■ What to do:
Once the pictures are set aside, transcribe the remaining data exactly.
▬▬▬▬▬▬▬▬▬▬
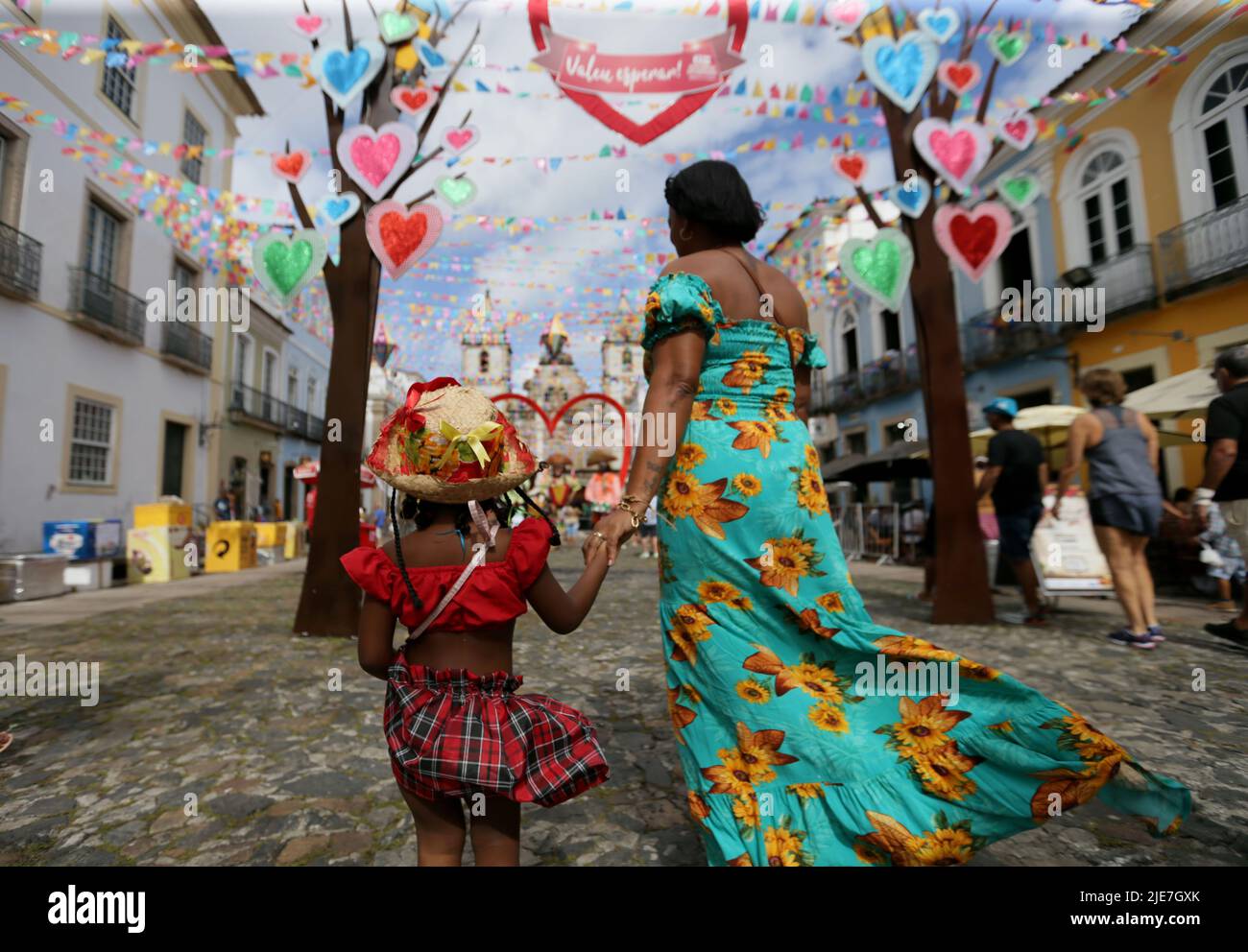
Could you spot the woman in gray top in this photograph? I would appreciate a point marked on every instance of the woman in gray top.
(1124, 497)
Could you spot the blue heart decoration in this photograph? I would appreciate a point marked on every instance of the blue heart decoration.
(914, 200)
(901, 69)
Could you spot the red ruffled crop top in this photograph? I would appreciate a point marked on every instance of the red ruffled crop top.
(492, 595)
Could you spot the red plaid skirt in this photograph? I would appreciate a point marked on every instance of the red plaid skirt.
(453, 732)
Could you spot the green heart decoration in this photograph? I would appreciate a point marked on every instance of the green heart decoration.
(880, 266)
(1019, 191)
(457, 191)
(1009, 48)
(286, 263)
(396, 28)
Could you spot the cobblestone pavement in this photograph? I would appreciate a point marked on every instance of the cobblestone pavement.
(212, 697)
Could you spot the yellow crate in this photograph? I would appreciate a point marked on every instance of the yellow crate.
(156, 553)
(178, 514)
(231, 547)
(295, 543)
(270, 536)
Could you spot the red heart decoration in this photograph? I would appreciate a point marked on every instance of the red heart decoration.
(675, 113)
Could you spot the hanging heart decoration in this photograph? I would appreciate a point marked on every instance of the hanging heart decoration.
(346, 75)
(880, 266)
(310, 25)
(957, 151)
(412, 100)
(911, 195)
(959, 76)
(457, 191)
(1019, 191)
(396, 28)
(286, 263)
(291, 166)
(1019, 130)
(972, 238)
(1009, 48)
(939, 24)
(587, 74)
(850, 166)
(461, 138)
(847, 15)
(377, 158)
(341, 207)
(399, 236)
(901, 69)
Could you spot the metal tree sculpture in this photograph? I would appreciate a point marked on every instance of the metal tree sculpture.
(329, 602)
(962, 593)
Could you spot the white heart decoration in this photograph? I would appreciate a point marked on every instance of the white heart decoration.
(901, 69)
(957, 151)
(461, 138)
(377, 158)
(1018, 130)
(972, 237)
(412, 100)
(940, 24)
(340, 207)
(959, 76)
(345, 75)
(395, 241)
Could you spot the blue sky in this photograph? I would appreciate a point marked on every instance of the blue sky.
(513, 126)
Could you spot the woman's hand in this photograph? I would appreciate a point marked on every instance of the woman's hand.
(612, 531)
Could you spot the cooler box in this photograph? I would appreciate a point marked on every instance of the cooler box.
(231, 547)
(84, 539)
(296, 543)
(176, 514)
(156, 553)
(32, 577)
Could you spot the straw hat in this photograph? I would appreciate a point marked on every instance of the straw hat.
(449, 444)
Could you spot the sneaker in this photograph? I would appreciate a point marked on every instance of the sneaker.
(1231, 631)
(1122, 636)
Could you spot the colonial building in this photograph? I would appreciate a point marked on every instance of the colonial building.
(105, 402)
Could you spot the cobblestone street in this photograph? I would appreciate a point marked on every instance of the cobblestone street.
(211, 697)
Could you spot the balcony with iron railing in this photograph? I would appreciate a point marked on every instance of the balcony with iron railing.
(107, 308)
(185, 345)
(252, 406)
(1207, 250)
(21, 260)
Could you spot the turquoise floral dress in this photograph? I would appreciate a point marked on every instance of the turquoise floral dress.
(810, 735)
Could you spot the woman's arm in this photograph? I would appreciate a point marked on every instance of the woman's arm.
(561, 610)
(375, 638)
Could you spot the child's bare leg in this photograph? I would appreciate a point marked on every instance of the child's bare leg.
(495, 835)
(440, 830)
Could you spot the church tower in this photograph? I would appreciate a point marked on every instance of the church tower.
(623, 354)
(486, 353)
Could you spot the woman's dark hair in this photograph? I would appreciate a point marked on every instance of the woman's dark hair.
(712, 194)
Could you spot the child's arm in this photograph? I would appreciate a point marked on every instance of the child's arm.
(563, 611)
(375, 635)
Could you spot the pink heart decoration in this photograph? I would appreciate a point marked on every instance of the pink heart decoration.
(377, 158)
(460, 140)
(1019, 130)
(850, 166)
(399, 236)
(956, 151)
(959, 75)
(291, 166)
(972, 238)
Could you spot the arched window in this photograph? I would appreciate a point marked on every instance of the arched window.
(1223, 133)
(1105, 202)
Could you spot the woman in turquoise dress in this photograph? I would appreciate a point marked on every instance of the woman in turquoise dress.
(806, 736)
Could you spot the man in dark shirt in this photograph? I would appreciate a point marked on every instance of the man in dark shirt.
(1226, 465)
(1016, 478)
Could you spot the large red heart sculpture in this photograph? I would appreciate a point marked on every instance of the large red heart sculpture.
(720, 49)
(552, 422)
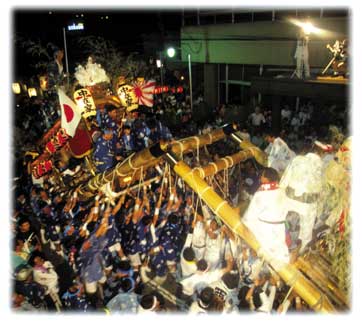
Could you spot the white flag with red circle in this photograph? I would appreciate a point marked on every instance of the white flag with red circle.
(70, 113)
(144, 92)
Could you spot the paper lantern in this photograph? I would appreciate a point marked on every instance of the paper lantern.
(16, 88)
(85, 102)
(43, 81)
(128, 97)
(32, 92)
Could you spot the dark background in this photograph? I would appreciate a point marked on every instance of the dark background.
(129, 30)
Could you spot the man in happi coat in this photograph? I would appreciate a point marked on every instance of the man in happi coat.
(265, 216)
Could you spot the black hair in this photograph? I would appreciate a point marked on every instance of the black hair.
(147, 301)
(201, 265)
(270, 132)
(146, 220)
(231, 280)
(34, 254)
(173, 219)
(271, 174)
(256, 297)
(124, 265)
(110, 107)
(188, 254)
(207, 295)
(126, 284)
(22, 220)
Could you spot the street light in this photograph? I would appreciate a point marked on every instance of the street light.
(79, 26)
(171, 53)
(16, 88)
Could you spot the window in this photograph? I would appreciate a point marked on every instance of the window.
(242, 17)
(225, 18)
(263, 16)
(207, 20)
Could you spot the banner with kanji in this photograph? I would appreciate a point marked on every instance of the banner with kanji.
▬▬▬▬▬▬▬▬▬▬
■ Output:
Could you spot the woman in gray top in this photograph? I would appreciate a point marked on every instance of the woman in gray top.
(1124, 497)
Could you spot the blue heart decoration in this photograph? I would appreciate a point marked on every instance of the blue heart decoration.
(914, 200)
(901, 69)
Could you spot the red ruffled crop top in this photograph? I would appreciate a point marked on every instance of the red ruffled crop top.
(492, 595)
Could you spot the red plaid skirt in this photograph? I would appreciate a point marked on every instance of the red plaid skirt.
(453, 732)
Could you spot the green heart decoration in this photograph? I would appreciate a point marked on every instance of the green heart decoration.
(880, 266)
(1019, 191)
(457, 191)
(1009, 48)
(286, 263)
(396, 28)
Could you spot the cobblestone pavement in this photograph? I would appreciate a point marked on every instance of the cobblestone pavement.
(212, 697)
Could you spot the yellow crate in this photograph? I would appreciate a point marked on every instance of the yellow crate.
(156, 553)
(178, 514)
(231, 547)
(295, 543)
(270, 536)
Could you spot the red heart decoration in this photograph? I would appreciate a point marked on every instance of the red heart decoration.
(675, 113)
Could you spot the hanging heart decoration in this photograph? I would appreciate a point marked on every instance of the hanging heart decoration.
(346, 75)
(880, 266)
(310, 25)
(957, 151)
(412, 100)
(911, 195)
(959, 76)
(457, 191)
(1019, 191)
(396, 28)
(286, 263)
(291, 166)
(1019, 130)
(972, 238)
(1009, 48)
(939, 24)
(587, 74)
(850, 166)
(461, 138)
(847, 15)
(377, 158)
(341, 207)
(399, 236)
(901, 69)
Could you spot the metal tree sculpture in this photograph? I would appreciate a point marked on every instance of the metal tree sculpture.
(329, 602)
(962, 593)
Could you spot the white heart decoration in this photograph? I would appreciate a point marked on every instance of the white heart decoration.
(901, 69)
(957, 151)
(461, 138)
(377, 158)
(1018, 130)
(972, 237)
(412, 100)
(940, 24)
(340, 207)
(959, 76)
(345, 75)
(395, 241)
Could you spot the blue sky in this photograph? I would appreciate a point marked on every instance of the blue sky.
(513, 126)
Could you spot the woman's hand in this photograph? I would appreciate a point marked on every instance of the woman's hand.
(612, 531)
Could you spot the cooler box in this photograph? I would appreciate a point marked on every instance of the cooler box.
(231, 547)
(84, 539)
(296, 543)
(176, 514)
(156, 553)
(32, 577)
Could you spot the straw hat in this photograph? I would appreciate a point marked on every instance of the straw hat.
(449, 444)
Could you spot the sneaker in this photograph? I would appreciate a point marked on every instance of the sneaker.
(1231, 631)
(1122, 636)
Could you spot the colonial building in this photograph? I would appreciate a point marked on every instance of the colonial building.
(105, 402)
Could you spot the cobblestone street in this photograph? I would appreciate a point marked on every instance of the cobblestone street.
(211, 697)
Could you spot the balcony with iron railing in this photograph? I would appreciate a point marked on every instance of the balcony with iron railing.
(107, 308)
(185, 345)
(252, 406)
(1207, 250)
(21, 260)
Could you spot the turquoise floral dress in this photograph? I would appreciate a point marked on every instance of the turquoise floral dress.
(810, 735)
Could you spot the woman's arm in this photograph? I would appreciate a point marked on every instance of the woman's arm.
(561, 610)
(375, 638)
Could you spot the child's bare leg in this photograph? I would appreciate a point marked on every instance of the child's bare leg.
(495, 835)
(440, 830)
Could you spot the church tower in this photograph? I would appreciate a point marked on every instance of the church tower.
(623, 354)
(486, 353)
Could you spot the woman's dark hair in this photograph? I would appreciate a point marked on every instance of the woman's dark hair.
(712, 194)
Could you spot the child's arm in this photograph? I would appreciate a point marked on every instance of the child's arm.
(563, 611)
(375, 635)
Could you spot the pink heart decoration in this photograph? I would appreciate a point marked on every instance of the pink heart decoration.
(377, 158)
(460, 140)
(1019, 130)
(850, 166)
(399, 236)
(956, 151)
(959, 75)
(291, 166)
(972, 238)
Could you spot the arched window in this photograph? I would appreciate a point marked on every instance of the arched window.
(1223, 133)
(1105, 202)
Could you spot the woman in turquoise dress in this photograph? I would appreciate a point marked on every instance of the woman in turquoise dress.
(806, 736)
Could you spot the man in dark shirt in this photograph? I would appreciate a point marked on every instance of the man in dark shirt.
(1226, 465)
(1016, 478)
Could you spot the large red heart sculpture in this photograph? I would appreciate a point marked on every instance of the large red heart sculpture.
(720, 49)
(552, 422)
Could you spot the white flag with red circle in this photograph? I would appreciate a point marked on every instance of the white flag with red circle.
(70, 113)
(144, 92)
Could you spot the paper lantern in this photograph? I would appreciate a point marked on every instance of the paper lantern.
(16, 88)
(85, 102)
(43, 81)
(128, 97)
(32, 92)
Could you spot the dark background in this photograph? I would appreciate a point marked on every instance of the dark background.
(129, 30)
Could you spot the man in happi coat in this photograph? I would appreciate a point marked on every instance of the man in happi coat.
(265, 216)
Could you spot the black hair in this photograph? I would appreciate a point marked on every instance of the black hair.
(147, 301)
(201, 265)
(270, 132)
(146, 220)
(231, 280)
(34, 254)
(173, 219)
(271, 174)
(256, 297)
(124, 265)
(110, 107)
(188, 254)
(207, 295)
(126, 284)
(22, 220)
Could you spot the street light in this photograph? I would appreciate a point marked on every instance of the street light.
(79, 26)
(171, 53)
(16, 88)
Could you spot the window in this photograph? I would appreciate a point marked on every instance of the window.
(242, 17)
(225, 18)
(263, 16)
(207, 20)
Could you spot the banner with kanji in this photograph? I would appreciate a point marked on every instance of the banner with kanji.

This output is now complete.